-------- DATA IN THIS EXERCISE
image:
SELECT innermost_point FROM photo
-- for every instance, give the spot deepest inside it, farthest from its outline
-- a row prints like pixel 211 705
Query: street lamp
----------------
_PROBLEM DETAILS_.
Output the rows above as a JSON list of strings, with one string for each line and no blank lines.

_SOLVED PROBLEM_.
[
  "image:",
  "SELECT innermost_point FROM photo",
  "-- for every instance, give the spot deepest inside it, farthest from its outline",
  "-- a row prints like pixel 211 705",
  "Query: street lamp"
]